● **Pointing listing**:
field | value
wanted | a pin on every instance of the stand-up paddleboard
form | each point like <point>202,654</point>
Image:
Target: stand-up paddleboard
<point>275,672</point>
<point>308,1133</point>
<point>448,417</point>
---
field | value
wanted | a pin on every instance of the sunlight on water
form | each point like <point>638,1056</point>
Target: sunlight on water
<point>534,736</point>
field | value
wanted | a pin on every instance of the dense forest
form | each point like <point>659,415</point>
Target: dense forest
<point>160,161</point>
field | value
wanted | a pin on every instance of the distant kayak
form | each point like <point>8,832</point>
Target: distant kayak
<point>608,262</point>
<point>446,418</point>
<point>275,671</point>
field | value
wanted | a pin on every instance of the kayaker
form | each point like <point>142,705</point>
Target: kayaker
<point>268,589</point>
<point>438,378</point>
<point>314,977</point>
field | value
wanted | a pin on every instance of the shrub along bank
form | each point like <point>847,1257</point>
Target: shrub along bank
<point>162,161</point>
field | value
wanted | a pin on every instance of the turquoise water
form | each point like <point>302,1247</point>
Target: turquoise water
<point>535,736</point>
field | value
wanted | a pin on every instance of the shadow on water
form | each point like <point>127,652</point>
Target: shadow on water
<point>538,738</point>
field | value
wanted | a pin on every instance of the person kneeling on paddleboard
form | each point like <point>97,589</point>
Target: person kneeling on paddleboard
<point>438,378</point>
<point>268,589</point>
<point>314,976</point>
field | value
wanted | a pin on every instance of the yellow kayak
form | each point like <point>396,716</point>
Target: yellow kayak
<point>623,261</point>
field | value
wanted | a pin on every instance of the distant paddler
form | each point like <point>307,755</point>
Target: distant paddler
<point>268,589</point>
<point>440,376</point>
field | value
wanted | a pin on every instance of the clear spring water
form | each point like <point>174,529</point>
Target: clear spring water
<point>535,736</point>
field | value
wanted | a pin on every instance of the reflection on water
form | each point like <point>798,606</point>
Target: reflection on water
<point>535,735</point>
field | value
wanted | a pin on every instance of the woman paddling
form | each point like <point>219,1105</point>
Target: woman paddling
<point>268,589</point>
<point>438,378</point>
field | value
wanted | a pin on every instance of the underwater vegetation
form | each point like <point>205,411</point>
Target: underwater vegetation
---
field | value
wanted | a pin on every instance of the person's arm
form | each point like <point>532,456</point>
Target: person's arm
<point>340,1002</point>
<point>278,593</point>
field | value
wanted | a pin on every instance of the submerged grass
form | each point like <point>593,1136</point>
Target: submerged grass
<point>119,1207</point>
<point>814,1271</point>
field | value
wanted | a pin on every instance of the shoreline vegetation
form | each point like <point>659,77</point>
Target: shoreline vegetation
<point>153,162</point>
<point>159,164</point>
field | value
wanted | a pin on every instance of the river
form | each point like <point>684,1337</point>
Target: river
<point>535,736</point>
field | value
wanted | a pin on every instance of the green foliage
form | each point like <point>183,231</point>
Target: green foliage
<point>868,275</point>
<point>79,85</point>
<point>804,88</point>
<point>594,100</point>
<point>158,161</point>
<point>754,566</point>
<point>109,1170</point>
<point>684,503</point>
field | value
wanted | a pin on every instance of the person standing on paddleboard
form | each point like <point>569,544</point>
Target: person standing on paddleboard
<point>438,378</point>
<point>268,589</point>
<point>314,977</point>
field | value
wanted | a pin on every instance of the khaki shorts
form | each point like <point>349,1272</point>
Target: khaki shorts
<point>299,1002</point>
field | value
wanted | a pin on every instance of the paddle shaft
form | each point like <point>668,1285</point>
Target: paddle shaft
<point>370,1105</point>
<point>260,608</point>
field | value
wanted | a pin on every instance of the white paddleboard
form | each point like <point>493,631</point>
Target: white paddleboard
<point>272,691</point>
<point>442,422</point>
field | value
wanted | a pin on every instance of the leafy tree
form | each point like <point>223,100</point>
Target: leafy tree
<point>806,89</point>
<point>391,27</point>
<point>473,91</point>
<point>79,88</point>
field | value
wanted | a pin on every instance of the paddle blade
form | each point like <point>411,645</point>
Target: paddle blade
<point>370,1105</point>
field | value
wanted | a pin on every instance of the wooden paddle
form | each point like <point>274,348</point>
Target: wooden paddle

● **YOUR GOAL**:
Find every line of the listing above that contains the string "shorts", treating uppercase and lowercase as distinct, and copy each such line.

● **RESPONSE**:
wanted | a pin on every instance of the khaki shorts
Target: khaki shorts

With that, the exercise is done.